## SET EXERCISE
Please reproduce the stretch of the data below from the line containing "Where can the gray work" through the end of the data, leaving the pictures out of your answer.

[Image location labeling data]

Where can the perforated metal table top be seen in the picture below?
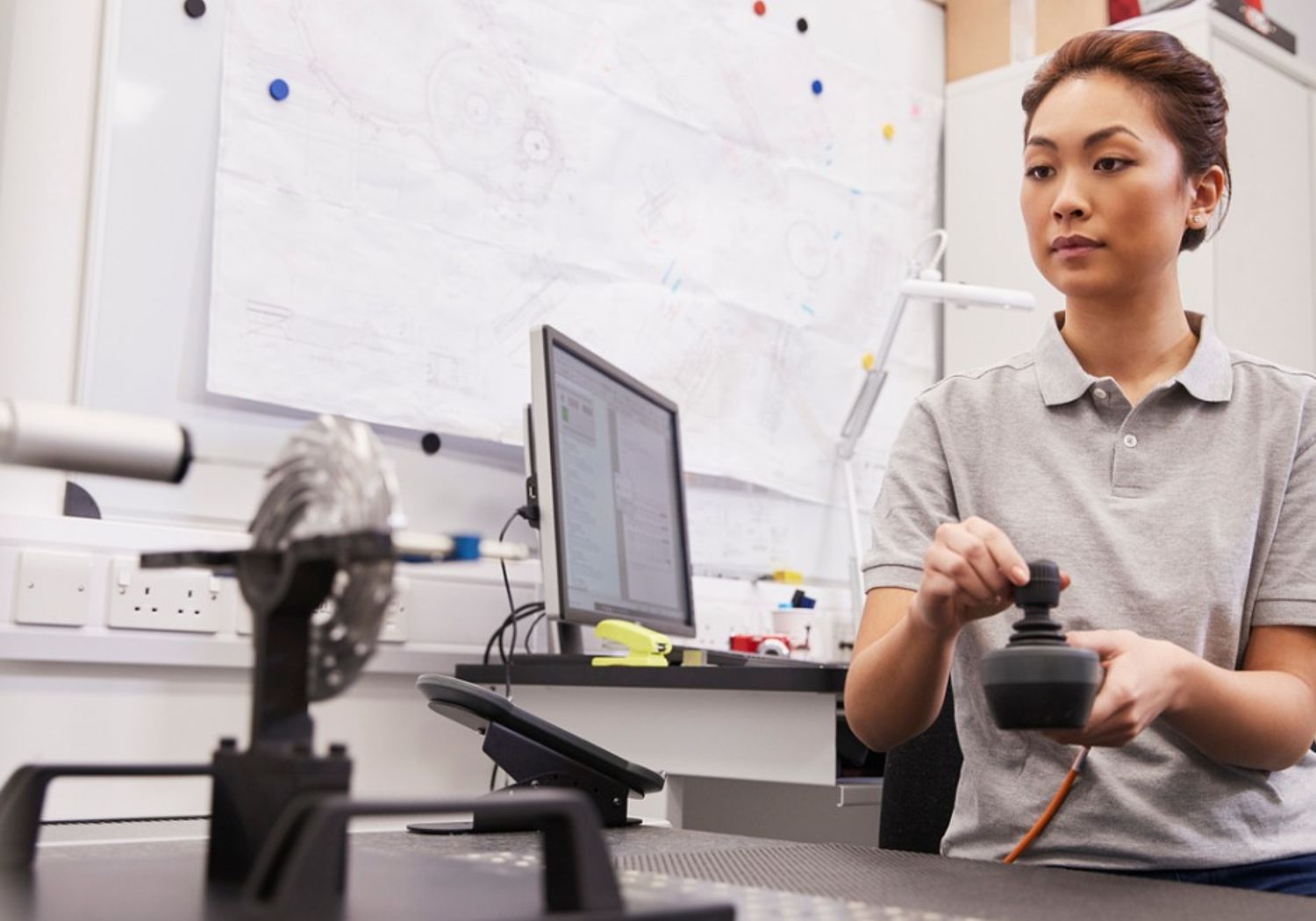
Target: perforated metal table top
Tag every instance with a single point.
(762, 878)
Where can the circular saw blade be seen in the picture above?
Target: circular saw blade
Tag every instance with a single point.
(332, 478)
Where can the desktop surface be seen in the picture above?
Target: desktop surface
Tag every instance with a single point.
(570, 670)
(399, 875)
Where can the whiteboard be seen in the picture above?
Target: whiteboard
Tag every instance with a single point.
(147, 302)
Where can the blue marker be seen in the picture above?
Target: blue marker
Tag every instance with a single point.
(466, 546)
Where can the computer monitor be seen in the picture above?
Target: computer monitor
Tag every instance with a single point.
(605, 460)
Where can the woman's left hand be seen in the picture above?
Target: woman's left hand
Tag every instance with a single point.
(1141, 682)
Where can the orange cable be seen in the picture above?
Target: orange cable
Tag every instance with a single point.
(1040, 825)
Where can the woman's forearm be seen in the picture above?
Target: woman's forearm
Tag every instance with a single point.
(897, 686)
(1247, 718)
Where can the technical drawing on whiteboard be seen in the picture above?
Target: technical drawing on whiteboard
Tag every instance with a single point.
(658, 182)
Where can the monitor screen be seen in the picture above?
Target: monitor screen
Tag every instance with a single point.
(612, 503)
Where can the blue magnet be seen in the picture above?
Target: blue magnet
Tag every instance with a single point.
(466, 546)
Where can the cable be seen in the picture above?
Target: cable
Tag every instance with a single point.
(1040, 825)
(533, 624)
(528, 610)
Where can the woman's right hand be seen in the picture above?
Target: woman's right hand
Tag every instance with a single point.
(969, 573)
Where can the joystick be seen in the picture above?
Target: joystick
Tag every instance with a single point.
(1039, 681)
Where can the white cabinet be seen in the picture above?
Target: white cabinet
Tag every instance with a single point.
(1255, 278)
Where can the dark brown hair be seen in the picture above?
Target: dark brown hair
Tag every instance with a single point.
(1184, 89)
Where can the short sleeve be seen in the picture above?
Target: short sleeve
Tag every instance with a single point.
(1287, 591)
(916, 496)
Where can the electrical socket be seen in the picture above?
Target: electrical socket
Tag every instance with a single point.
(187, 600)
(394, 629)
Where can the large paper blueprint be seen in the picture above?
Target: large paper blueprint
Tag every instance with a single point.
(657, 181)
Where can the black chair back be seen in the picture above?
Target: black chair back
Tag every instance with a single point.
(919, 787)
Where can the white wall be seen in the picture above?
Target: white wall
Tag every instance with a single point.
(1299, 18)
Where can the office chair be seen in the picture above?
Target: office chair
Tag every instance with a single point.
(919, 787)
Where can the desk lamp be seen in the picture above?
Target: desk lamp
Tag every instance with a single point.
(924, 283)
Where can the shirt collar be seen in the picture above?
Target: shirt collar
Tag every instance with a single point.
(1208, 374)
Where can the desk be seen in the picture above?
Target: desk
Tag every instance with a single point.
(745, 749)
(399, 875)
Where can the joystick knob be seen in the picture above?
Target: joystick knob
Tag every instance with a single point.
(1039, 681)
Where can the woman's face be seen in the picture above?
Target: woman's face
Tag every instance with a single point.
(1105, 196)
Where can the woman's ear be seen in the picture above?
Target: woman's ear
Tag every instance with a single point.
(1207, 189)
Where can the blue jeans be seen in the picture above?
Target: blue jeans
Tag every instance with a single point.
(1295, 875)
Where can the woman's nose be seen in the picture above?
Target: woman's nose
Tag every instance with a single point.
(1070, 203)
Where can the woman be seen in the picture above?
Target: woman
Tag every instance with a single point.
(1173, 478)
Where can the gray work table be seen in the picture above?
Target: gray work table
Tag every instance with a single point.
(399, 875)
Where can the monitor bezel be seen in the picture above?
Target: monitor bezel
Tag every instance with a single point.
(547, 475)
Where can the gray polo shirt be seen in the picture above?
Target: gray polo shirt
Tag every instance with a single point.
(1190, 518)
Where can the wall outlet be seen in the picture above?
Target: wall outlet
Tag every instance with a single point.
(189, 600)
(394, 629)
(53, 589)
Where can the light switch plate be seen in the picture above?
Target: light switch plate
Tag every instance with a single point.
(53, 589)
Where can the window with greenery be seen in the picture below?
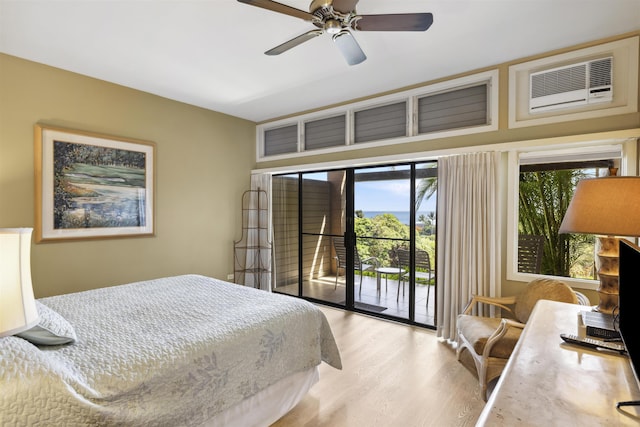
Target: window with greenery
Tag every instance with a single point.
(545, 190)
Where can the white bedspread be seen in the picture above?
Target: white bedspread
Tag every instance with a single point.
(166, 352)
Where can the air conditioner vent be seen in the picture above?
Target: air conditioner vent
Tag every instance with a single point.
(600, 72)
(558, 81)
(571, 86)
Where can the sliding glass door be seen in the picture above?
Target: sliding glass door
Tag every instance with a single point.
(359, 239)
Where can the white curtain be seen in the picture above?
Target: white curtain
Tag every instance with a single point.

## WRITTEN SOLUTION
Where can the gray work table be seen in the picture above?
Target: gray work table
Tag every instance with a single point.
(399, 875)
Where can the monitor bezel be seen in the picture above?
Target: monitor bezel
Tag every instance with a single point.
(547, 475)
Where can the gray polo shirt be seen in the picture above?
Target: gray polo shirt
Tag every instance with a single point.
(1190, 518)
Where can the wall outlet be seen in the picture above?
Target: wall outlet
Tag every instance with a single point.
(189, 600)
(394, 629)
(53, 589)
Where can the light switch plate be seen in the picture above?
Target: light switch plate
Tag every instance with a single point.
(53, 589)
Where can the window with greenery be seen in the picture below?
Target: window with greenery
Tag every instance with a single point.
(545, 190)
Where can the white bedspread be seen in the picture above?
Target: white bedspread
Tag every instance with a single point.
(166, 352)
Where can the air conditioner vent be seen in the picture above?
Target: air conditioner vent
Tag every instance with a single point.
(600, 72)
(558, 81)
(571, 86)
Where can the sliding glass door be seen in the picture above?
Target: sliding glass door
Tag every instance with a single point.
(359, 239)
Where can the white curtain be seen in the picture above?
Target: white curtain
Tag every instance with a single point.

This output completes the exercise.